===== 제시문 =====

1-bit predictor vs. 2-bits predictor

▶ 예시

※ 1-bit prediction의 정답 예측 비율이 50% 정도라면 사실상 그냥 찍는 것과 다를 바 없다.

Exception

프로그램 실행을 방해하는 unscheduled event
ⓛ Execution of an undefined instruction ② Arithmetic overflow

▶ Internal - Exception / External - Interrupt

control hazard 관점에서 Exception (예외 상황)이 발생하면 문제를 해결해 주는 곳으로 갔다가 돌아와야 한다.

다음 instruction에 대해서는 해결이 될 때까 쉬어야 한다.

때문에, Exception을 다루는 것도 control hazard의 일종이다.

=====

과제 A ▸ 레코드에서 문자열 "orange"가 들어 있는 줄을 모두 찾아 그대로 옮겨 적으시오. 대문자와 소문자는 구별한다.
제시문과 레코드는 서로 다른 출처에서 가져온 것이다.

===== 입력 자료 =====

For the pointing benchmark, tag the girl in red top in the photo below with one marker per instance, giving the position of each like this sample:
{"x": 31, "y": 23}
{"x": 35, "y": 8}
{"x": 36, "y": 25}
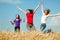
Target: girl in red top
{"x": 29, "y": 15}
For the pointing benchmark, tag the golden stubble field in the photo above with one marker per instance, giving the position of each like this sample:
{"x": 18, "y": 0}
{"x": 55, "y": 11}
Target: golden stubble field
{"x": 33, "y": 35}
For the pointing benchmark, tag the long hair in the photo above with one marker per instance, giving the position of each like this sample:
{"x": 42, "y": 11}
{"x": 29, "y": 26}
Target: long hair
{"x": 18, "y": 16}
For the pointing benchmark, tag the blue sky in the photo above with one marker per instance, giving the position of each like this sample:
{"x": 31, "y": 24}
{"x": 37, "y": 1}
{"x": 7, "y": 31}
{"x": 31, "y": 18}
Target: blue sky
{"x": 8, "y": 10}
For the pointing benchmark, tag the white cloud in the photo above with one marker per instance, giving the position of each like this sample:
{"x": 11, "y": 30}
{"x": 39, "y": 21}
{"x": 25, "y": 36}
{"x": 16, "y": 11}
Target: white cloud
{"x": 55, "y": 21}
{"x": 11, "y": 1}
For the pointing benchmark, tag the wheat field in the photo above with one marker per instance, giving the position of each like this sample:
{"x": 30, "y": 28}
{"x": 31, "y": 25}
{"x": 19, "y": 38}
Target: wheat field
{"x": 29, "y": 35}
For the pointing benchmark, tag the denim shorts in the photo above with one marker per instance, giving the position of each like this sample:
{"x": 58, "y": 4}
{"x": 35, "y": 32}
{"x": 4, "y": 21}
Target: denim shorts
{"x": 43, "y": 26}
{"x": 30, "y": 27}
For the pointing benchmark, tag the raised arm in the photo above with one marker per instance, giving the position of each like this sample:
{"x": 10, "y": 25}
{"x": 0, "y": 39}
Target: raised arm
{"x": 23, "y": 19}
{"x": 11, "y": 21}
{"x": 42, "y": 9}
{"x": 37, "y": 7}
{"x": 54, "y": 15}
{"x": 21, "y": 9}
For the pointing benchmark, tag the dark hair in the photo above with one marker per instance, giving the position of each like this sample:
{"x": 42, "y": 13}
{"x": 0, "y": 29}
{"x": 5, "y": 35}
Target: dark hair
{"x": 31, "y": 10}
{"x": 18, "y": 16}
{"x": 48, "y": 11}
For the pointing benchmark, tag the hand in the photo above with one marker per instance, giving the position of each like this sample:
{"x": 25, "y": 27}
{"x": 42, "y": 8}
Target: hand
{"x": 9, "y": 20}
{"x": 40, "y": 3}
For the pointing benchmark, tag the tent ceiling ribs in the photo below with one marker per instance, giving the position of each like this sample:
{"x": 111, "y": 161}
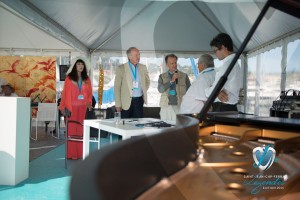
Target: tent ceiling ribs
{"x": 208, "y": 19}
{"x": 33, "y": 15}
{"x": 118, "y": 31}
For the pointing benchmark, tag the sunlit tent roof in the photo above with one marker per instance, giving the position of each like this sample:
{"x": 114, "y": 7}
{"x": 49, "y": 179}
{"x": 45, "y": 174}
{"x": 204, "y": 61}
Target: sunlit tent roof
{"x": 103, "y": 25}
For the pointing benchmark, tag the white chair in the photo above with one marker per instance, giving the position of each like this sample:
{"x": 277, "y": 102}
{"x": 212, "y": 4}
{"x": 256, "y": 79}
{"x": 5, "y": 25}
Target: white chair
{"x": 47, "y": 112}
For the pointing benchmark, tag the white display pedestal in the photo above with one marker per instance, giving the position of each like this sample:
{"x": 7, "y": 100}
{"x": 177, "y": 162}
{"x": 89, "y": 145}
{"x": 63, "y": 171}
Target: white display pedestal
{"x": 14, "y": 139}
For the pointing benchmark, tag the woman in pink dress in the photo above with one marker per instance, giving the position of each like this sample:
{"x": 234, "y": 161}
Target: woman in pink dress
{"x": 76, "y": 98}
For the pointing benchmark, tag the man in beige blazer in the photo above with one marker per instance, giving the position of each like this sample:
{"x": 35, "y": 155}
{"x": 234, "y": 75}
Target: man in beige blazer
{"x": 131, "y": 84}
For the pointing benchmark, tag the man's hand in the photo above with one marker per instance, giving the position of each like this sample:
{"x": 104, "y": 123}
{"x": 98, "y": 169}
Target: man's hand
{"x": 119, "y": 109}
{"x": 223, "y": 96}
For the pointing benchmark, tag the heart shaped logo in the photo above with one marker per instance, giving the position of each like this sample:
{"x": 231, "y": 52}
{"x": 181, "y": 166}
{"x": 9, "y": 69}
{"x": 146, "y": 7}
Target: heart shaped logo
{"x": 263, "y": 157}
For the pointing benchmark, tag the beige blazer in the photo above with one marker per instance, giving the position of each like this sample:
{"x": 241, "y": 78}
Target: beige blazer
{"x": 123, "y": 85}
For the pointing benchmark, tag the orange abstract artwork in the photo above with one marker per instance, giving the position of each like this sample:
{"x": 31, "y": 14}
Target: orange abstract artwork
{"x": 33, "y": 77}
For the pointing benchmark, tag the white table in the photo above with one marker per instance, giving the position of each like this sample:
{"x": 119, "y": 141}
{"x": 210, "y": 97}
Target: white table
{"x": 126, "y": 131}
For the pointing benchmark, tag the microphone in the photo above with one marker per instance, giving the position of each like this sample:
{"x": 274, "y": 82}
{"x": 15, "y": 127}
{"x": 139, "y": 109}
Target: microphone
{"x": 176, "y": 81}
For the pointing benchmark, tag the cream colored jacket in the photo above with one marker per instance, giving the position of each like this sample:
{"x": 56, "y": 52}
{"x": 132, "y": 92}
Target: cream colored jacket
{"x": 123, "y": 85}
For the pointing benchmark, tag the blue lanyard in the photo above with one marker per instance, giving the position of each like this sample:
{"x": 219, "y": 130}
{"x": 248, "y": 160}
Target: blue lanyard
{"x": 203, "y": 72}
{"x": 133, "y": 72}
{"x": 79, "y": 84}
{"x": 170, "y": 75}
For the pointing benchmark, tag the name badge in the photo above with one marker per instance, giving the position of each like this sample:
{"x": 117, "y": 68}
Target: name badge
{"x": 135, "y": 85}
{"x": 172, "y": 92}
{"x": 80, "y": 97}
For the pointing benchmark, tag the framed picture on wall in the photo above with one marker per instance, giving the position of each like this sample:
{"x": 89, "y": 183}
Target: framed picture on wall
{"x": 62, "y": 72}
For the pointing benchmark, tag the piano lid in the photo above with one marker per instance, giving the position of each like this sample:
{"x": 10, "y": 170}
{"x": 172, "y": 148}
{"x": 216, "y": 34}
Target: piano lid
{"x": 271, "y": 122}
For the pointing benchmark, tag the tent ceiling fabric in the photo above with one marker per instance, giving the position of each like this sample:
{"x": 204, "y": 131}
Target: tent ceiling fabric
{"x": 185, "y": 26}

=====
===== 입력 자료 =====

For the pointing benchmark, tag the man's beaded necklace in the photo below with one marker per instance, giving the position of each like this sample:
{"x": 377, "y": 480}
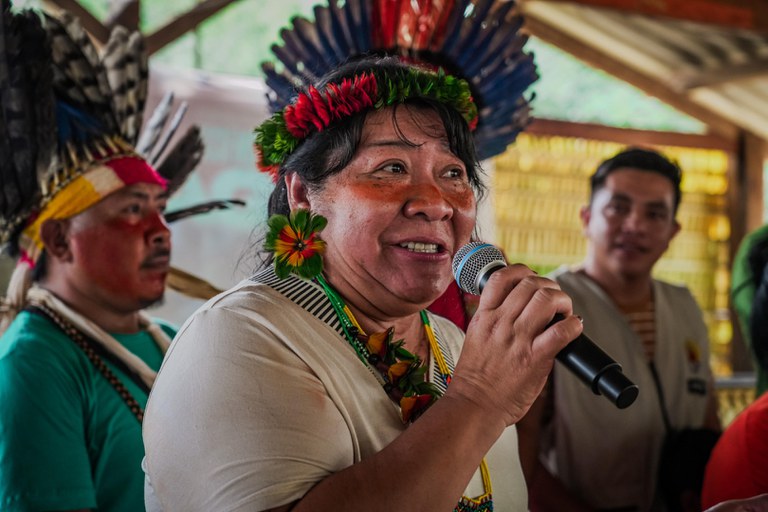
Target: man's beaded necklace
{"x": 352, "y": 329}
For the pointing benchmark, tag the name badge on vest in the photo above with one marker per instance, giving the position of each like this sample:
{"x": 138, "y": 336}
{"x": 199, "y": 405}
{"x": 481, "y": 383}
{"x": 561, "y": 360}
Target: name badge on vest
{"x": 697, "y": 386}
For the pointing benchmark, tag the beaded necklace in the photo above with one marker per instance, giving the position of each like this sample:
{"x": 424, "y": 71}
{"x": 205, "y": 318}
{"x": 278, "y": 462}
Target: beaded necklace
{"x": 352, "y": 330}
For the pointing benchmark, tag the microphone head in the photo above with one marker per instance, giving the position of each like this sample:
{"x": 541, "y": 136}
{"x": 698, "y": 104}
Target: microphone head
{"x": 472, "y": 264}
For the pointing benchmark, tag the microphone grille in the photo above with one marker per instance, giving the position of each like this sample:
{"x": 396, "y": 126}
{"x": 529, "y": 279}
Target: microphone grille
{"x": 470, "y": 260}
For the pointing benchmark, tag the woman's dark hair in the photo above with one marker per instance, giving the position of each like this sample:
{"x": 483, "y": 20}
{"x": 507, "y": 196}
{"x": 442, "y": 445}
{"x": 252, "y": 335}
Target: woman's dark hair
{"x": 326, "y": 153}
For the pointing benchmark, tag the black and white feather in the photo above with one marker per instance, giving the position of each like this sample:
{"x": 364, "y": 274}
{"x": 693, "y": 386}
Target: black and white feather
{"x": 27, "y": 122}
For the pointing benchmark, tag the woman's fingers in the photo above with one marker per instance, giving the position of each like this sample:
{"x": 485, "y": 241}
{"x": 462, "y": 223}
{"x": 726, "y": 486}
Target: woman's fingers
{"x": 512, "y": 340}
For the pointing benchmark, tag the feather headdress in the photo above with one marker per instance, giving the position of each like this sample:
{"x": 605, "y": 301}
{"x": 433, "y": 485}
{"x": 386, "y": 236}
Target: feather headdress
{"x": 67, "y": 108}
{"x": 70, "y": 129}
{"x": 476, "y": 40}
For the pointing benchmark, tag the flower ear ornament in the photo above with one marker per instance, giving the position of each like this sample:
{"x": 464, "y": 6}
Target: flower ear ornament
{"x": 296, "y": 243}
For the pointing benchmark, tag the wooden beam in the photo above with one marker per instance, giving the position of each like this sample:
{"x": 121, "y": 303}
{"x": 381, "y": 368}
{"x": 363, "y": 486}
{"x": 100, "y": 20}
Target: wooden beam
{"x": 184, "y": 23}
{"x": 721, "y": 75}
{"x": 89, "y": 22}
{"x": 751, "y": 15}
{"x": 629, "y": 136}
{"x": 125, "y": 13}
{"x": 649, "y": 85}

=====

과제 B ▸ 제시문에서 "control hazard 관점에서"로 시작하는 문단을 핵심 내용은 살리면서 더 짧게 고쳐 쓰시오.

답안 A ▸
For the pointing benchmark, tag the orange abstract artwork in the photo above with one marker per instance, giving the position of each like this sample:
Target: orange abstract artwork

답안 B ▸ control hazard 관점에서 보면, Exception이 생기면 해결하는 곳으로 갔다가 돌아와야 한다.